WHAT YOU HAVE TO DO>
Rewrite the lines of every entry below, swapping "instance" for "object" and leaving everything else unchanged.

-- Start WORKING DATA --

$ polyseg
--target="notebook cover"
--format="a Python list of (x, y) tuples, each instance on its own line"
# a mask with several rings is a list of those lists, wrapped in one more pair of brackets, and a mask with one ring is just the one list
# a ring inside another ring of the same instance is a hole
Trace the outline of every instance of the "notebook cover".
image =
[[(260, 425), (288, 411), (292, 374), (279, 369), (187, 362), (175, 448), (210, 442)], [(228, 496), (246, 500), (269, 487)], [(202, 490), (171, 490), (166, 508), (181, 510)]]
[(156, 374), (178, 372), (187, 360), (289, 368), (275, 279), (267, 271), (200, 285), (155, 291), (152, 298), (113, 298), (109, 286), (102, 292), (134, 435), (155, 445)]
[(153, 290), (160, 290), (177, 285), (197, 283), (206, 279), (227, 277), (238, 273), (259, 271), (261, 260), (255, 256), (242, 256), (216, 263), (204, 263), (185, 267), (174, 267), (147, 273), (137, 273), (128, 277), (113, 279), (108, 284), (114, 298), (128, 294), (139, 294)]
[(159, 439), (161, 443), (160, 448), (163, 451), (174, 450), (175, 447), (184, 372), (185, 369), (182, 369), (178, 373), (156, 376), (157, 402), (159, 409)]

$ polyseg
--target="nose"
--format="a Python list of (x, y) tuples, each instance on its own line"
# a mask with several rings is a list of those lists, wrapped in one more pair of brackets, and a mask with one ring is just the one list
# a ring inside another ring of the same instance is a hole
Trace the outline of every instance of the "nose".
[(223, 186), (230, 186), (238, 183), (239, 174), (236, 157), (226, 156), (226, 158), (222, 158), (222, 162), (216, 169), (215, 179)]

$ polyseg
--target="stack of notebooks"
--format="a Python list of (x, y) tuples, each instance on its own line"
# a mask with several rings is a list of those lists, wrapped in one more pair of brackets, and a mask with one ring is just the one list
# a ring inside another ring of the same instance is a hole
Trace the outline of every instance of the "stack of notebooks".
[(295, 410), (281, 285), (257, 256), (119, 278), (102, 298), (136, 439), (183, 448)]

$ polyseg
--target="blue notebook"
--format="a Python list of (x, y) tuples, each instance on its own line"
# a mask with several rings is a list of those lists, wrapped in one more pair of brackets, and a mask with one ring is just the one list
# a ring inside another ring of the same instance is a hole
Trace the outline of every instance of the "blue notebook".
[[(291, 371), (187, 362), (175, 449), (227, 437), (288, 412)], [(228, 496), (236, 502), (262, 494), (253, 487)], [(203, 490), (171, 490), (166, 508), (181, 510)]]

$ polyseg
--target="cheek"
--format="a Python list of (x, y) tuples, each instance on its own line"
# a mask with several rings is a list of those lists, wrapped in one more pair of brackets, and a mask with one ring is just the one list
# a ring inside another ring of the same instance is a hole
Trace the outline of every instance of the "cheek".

-- End WORKING DATA --

FULL SOLUTION>
$ polyseg
--target="notebook cover"
--format="a Python list of (x, y) tuples, each object on its own line"
# a mask with several rings is a list of those lists, wrapped in one more pair of brackets, and a mask with one ring is just the one list
# a ring inside another ring of the same object is a hole
Trace the outline of every object of the "notebook cover".
image =
[[(260, 425), (288, 411), (292, 374), (279, 369), (187, 362), (175, 448), (210, 442)], [(228, 496), (246, 500), (269, 487)], [(202, 490), (171, 490), (166, 508), (181, 510)]]
[(156, 374), (178, 372), (187, 360), (289, 368), (275, 279), (267, 271), (200, 285), (155, 291), (152, 298), (113, 298), (109, 286), (102, 292), (134, 435), (155, 445)]
[(153, 290), (160, 290), (177, 285), (197, 283), (206, 279), (227, 277), (238, 273), (259, 271), (261, 260), (255, 256), (242, 256), (216, 263), (204, 263), (185, 267), (174, 267), (147, 273), (137, 273), (128, 277), (113, 279), (108, 284), (114, 298), (128, 294), (139, 294)]
[(159, 439), (161, 443), (160, 448), (163, 451), (174, 450), (175, 447), (184, 372), (185, 369), (182, 369), (178, 373), (156, 376), (157, 402), (159, 409)]

$ polyseg
--target="nose"
--format="a Python list of (x, y) tuples, each object on its own line"
# a mask with several rings is a list of those lists, wrapped in one more pair of brackets, and a mask with one ring is just the one list
# a ring inside another ring of the same object is a hole
Trace the outline of every object of the "nose".
[(223, 186), (230, 186), (238, 183), (239, 174), (236, 157), (226, 156), (226, 158), (222, 158), (222, 162), (216, 169), (215, 179)]

$ polyseg
--target="stack of notebooks"
--format="a Python list of (x, y) tuples, each object on its own line"
# a mask with several rings is a list of those lists, wrapped in one more pair of brackets, and a mask with one ring is just the one list
# a ring inside another ring of the same object is a hole
Trace the outline of every object of the "stack of notebooks".
[(295, 410), (281, 285), (257, 256), (119, 278), (102, 298), (136, 439), (183, 448)]

$ polyseg
--target="blue notebook"
--format="a Python list of (x, y) tuples, each object on its own line"
# a mask with several rings is a list of those lists, wrapped in one more pair of brackets, and a mask with one ring is just the one list
# a ring inside another ring of the same object is a hole
Trace the outline of every object of the "blue notebook".
[[(291, 371), (187, 362), (175, 449), (227, 437), (288, 412)], [(228, 496), (236, 502), (262, 494), (253, 487)], [(203, 490), (171, 490), (166, 508), (181, 510)]]

$ polyseg
--target="cheek"
--format="a Python list of (x, y) tuples, each object on its own line"
# a mask with several rings is a list of those lists, wrapped in one more pair of brackets, and a mask with one ring is just the one list
# a ring inside another ring of the same object is a hole
Trace the outline of every object of the "cheek".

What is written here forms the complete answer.